■ Yapılacak Alıştırmalar
A - Aşağıdaki çocuk eğitimi üzerine metne göre şu ifadelerin her biri için evet ya da hayır deyin ve kararı belirleyen sözleri metinden aynen aktarın: (i) Her insan savunmasız ve masum doğar. (ii) Eğitimde yalnızca söylemek yeterlidir. (iii) Eğitim dantel örmeye benzetilir.
B - Çocuk eğitimi üzerine metnin devamını, son cümlesinden sonrasını sürdürerek yazın.

### Kaynak Metin ###

Her
insan savunmasız ve masum doğar, sonrasında ise herkes önce masumiyetini
yitirir, egosunu şişirmeyi, bencil olmayı, yalan
söylemeyi, korkmayı ve kötülüğü öğrenir.
Haklarını korumakla, egoist
olmanın arasındaki farkın ne olduğunu “bilmeyen” anne ve babalar tarafından
yetişen çocuklar her şeyi kendileri için hak görerek büyür. Bu, eğitimle ilgili
olduğu kadar aynı zamanda örf, adet, değerler yani kültürle de ilgilidir.
Bugün evin içerisinde
eşlerin birbirlerine olan tutum ve davranışları, çocukların da yarın aynı
davranışları sergileyebileceğini gösterir. Örneğin eşine bağırmak, onu
azarlamak “hak” olarak görülürse, çocukların da aynı “hakkı” kendilerinde
görecekleri unutulmamalıdır.
Eğitim,
dantel örmek gibidir; yanlış tek bir düğüm bile örgünün hatalı
olmasına neden olacaktır. Sadece söylemek yeterli olmadığı gibi etki ve
farkındalık yaratacak şekilde söylemek ve elbette davranışlarla da bunu göstermek,
örnek olmak gerekir.
Kimse çocuğunun kötü biri
olmasını istemez, bir hain ya da cani olmasını asla hayal etmez ancak bilerek
ya da bilmeyerek, iyilik yapayım derken eğitimde yaptığı hatalarla buna neden
olabilir.
Oynarken, oyuncağına zarar
veren çocuğa, bunun yanlış olduğunu söylemek gerekir. “Çocuktur, yapar.” dediğiniz
her şeyin çocuğunuzun kişiliğine ve davranışlarına yapışabileceği unutulmamalıdır.

### Gösterilen Bilgiler ###

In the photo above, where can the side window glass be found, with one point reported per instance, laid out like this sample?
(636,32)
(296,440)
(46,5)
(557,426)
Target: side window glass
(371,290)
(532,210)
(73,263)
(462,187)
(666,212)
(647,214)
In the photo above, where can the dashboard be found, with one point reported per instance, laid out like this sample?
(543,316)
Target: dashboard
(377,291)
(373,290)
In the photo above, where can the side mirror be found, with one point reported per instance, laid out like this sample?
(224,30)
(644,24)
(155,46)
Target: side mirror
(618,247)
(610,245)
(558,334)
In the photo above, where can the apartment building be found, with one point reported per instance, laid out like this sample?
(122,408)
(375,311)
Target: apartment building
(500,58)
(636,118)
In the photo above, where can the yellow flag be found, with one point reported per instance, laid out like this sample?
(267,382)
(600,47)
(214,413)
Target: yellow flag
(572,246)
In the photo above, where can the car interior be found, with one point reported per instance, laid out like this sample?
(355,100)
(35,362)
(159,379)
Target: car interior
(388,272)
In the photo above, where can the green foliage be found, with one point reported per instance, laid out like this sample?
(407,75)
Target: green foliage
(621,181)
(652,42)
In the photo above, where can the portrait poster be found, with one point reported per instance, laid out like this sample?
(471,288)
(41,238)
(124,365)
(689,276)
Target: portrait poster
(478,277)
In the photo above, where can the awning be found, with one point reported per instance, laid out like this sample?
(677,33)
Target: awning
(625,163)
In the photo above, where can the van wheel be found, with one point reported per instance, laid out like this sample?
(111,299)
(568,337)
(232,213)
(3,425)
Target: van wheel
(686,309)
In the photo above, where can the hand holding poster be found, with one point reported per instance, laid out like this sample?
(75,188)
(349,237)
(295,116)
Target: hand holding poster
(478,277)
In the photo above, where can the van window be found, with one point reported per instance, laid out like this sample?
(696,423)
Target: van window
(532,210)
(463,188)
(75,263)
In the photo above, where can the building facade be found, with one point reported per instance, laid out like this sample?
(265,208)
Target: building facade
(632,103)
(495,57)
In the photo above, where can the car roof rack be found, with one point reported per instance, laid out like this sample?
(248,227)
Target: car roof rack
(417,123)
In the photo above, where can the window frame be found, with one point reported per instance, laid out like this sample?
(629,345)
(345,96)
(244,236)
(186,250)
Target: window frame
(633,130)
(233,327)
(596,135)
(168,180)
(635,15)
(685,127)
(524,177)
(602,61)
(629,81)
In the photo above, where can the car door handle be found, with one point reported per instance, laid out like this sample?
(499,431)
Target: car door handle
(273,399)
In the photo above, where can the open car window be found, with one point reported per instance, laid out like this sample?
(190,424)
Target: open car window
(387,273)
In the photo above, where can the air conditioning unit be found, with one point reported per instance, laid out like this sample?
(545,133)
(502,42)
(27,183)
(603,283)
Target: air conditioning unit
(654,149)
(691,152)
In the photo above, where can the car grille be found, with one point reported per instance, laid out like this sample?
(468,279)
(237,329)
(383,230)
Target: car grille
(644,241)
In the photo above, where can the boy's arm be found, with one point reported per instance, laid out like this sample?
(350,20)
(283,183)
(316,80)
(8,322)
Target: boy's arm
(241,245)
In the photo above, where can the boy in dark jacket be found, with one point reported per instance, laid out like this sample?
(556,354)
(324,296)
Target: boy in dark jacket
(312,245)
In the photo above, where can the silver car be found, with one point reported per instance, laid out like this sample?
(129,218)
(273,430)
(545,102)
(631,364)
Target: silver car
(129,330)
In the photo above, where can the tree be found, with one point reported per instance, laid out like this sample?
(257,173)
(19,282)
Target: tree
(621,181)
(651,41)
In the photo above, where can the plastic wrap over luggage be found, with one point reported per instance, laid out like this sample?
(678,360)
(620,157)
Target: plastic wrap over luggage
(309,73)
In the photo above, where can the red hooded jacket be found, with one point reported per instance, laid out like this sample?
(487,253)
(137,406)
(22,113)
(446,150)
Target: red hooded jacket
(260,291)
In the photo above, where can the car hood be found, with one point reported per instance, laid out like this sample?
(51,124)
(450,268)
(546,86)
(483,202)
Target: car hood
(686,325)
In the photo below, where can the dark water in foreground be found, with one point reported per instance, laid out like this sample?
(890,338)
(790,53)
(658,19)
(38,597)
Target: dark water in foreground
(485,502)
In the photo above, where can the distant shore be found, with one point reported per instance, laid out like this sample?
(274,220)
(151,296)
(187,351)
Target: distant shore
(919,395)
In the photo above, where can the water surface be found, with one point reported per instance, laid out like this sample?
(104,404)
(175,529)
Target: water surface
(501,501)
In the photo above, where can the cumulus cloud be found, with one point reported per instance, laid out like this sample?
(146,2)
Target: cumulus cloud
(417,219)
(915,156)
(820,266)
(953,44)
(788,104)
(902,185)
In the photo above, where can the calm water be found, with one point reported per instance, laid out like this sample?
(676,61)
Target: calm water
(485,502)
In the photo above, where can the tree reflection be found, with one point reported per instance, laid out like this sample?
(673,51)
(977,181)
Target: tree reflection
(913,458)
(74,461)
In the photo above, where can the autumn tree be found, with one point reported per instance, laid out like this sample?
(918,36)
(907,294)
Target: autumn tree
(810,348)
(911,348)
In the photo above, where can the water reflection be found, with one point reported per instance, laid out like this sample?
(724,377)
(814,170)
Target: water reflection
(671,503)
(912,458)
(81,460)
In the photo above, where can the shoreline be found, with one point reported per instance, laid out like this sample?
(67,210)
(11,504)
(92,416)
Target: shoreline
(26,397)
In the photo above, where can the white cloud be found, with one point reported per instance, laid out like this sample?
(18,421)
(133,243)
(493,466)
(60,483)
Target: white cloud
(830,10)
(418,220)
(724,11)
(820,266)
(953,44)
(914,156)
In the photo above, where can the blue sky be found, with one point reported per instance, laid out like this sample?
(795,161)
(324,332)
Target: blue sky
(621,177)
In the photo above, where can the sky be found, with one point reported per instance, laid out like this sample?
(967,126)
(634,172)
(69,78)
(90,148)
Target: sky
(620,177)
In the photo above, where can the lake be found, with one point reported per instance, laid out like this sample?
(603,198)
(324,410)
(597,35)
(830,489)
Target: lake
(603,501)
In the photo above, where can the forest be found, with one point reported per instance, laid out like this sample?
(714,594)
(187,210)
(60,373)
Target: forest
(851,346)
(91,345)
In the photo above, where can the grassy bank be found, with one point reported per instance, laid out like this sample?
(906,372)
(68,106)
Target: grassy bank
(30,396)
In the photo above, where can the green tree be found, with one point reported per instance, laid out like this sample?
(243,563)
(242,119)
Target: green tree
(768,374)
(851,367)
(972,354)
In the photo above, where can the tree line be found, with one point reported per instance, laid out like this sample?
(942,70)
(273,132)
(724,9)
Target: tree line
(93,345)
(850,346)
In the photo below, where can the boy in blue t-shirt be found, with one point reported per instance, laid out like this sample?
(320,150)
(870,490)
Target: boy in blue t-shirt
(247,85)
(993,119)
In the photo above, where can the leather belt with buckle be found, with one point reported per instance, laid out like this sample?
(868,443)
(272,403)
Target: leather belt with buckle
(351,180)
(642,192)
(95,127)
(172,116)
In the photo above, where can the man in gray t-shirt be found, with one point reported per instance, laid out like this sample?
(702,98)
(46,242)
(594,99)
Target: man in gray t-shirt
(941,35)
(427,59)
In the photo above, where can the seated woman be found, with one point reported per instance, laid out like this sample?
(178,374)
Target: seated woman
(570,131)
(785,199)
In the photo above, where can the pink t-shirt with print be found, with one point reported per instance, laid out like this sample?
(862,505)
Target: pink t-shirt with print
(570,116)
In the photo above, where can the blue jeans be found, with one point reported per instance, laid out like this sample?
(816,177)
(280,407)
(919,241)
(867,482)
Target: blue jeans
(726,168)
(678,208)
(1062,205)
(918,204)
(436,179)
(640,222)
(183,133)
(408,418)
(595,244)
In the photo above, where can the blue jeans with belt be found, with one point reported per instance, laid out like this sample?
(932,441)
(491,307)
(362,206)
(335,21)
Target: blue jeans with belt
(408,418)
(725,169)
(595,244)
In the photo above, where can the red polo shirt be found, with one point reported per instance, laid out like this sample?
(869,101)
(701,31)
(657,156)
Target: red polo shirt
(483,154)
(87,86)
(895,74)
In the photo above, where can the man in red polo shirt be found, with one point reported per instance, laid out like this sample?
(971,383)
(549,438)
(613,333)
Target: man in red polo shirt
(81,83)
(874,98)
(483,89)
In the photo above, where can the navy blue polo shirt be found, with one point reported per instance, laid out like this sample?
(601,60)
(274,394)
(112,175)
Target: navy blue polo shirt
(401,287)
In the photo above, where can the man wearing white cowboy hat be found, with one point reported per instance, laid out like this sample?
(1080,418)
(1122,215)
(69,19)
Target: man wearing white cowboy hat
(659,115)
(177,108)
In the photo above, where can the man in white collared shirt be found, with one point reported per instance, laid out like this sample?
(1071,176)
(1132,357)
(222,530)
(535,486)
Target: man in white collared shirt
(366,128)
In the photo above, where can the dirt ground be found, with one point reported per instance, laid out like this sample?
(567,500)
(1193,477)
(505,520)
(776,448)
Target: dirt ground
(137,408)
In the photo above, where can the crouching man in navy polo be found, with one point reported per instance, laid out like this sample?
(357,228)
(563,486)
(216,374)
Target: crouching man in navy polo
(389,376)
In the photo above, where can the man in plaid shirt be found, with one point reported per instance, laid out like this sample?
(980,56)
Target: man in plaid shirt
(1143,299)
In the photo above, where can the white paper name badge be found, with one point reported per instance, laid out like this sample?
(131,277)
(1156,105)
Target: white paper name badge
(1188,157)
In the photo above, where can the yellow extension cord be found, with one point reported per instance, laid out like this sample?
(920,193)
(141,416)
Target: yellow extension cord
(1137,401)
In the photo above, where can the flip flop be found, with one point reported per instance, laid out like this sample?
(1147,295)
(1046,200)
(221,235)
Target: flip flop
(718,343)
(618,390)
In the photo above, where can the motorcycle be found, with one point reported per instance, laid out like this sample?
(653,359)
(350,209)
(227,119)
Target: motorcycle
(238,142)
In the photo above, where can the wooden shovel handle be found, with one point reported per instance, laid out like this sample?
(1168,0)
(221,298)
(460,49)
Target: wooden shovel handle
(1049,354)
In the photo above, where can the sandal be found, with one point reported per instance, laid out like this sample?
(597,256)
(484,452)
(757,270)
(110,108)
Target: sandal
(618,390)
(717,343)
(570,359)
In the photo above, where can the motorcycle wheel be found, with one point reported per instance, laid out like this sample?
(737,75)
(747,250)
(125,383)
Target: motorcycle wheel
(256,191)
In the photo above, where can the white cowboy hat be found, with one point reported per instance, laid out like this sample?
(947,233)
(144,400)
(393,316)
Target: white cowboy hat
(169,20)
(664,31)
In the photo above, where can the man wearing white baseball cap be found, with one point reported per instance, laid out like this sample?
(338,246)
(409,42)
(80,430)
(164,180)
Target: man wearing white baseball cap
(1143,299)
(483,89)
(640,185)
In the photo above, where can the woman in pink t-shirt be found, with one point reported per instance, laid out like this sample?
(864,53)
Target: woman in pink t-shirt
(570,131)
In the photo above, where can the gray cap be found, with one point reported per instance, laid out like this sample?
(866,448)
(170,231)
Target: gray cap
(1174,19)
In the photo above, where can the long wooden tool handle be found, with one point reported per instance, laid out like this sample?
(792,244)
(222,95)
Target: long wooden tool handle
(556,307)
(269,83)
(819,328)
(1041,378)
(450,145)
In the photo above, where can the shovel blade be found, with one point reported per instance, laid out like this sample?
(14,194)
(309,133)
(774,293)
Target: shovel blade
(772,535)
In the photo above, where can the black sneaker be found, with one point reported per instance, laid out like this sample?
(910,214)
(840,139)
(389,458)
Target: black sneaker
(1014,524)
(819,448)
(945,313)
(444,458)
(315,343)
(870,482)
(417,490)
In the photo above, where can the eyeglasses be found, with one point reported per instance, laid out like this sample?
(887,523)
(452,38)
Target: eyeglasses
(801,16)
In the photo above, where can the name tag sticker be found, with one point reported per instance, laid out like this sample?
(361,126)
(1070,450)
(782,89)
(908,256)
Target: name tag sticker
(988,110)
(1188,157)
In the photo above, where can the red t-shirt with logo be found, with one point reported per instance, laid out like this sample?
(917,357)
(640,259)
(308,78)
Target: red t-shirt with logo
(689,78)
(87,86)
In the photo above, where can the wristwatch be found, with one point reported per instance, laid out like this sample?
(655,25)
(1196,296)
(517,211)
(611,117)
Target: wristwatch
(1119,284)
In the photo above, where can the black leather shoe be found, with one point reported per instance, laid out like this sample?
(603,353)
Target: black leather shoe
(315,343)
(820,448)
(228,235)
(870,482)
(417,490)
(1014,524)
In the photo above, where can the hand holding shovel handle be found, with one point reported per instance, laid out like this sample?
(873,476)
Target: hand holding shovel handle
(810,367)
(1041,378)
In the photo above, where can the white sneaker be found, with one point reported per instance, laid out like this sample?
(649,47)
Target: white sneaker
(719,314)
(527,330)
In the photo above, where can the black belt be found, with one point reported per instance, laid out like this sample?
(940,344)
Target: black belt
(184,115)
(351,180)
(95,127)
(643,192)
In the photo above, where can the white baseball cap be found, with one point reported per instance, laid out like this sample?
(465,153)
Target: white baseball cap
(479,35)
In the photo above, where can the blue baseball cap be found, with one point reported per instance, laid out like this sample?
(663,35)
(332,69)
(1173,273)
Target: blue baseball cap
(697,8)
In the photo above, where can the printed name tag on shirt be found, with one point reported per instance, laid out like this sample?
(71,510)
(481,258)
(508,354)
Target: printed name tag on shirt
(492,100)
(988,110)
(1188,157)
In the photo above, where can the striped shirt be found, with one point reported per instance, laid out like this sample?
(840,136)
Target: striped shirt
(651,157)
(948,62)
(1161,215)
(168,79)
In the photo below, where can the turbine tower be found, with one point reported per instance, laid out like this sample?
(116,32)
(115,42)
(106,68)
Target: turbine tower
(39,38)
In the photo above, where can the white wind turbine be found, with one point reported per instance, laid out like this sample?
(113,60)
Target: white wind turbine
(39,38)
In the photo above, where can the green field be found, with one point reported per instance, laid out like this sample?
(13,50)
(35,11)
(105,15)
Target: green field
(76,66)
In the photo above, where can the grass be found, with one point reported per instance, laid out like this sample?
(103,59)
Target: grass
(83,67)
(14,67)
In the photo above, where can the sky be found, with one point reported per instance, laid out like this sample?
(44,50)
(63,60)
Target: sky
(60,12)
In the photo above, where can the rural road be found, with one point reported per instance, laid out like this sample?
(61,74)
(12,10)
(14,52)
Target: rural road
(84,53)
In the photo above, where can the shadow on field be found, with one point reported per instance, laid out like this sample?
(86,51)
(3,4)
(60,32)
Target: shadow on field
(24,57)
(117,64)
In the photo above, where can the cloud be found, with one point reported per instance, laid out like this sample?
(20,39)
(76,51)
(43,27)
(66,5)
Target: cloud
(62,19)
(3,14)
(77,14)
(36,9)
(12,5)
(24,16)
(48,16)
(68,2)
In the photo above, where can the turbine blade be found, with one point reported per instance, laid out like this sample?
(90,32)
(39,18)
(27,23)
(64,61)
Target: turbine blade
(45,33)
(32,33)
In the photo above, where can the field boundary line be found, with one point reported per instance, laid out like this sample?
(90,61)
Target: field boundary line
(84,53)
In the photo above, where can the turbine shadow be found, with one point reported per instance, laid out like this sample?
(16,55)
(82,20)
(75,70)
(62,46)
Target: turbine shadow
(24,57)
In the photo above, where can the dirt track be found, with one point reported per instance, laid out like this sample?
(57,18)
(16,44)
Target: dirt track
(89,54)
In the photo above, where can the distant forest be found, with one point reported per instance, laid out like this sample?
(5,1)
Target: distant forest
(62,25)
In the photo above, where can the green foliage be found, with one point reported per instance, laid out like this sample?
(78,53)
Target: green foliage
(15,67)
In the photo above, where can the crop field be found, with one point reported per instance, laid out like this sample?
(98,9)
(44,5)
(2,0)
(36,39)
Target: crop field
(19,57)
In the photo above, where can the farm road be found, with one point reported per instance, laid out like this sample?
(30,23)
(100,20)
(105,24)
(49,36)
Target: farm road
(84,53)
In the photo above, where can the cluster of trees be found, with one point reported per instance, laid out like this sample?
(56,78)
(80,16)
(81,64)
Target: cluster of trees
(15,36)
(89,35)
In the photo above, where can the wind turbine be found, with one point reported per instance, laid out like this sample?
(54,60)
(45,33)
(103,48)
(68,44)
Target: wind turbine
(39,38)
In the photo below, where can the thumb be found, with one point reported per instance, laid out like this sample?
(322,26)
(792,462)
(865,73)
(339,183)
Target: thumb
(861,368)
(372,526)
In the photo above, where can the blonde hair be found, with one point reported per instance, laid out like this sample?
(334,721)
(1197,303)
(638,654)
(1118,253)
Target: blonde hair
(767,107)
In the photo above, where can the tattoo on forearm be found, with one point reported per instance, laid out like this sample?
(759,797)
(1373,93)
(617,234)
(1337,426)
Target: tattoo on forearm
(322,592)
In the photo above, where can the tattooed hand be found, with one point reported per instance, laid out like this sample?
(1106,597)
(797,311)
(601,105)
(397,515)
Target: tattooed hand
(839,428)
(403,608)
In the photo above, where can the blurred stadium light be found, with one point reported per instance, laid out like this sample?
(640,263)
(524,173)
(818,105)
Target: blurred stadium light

###

■ Alıştırma Yanıtları
A -
(i) Evet: "insan savunmasız ve masum doğar"
(ii) Hayır: "Sadece söylemek yeterli olmadığı gibi"
(iii) Evet: "Eğitim, dantel örmek gibidir"

B -
Çocuklar sahip olduklarının kıymetini
bilerek büyümelidir. Oyuncaklarını bilerek ve isteyerek kıran çocuklara
sürekli yenisini alarak ödüllendirmek, onun sorumluluklarını geliştirmesine de
engel olacaktır.
Başka bir örnekte de evin
içerisinde umarsızca ses çıkartarak, komşuları sürekli rahatsız eden bir
çocuğun böyle bir hakkı olmadığı ona anne ve babası tarafından söylenmelidir.
Bu söylenmediği sürece çocuk bu davranışın normal olduğunu sanarak ve onay
almış gibi bunu içselleştirerek, bir süre sonra bu tür şeyleri kendinde hak
görmeye başlar.
Bugün çocuğunuza nerede
duracağını söylemezseniz, örneğin yarın çocuğunuzun “kırmızı ışıkta
durmayacağını” ben size söyleyebilirim!
Tuttuğunu kopartan insan!..
Kulağa hoş geliyor olmalı.
Hele de çocuğunuzun tuttuğunu kopartması nasıl da etkileyici değil mi?
Oyun oynayan çocuklar
arasında oyuncağı “zorla” çekip alan çocuk, ailesinin de onayını alıyor mu?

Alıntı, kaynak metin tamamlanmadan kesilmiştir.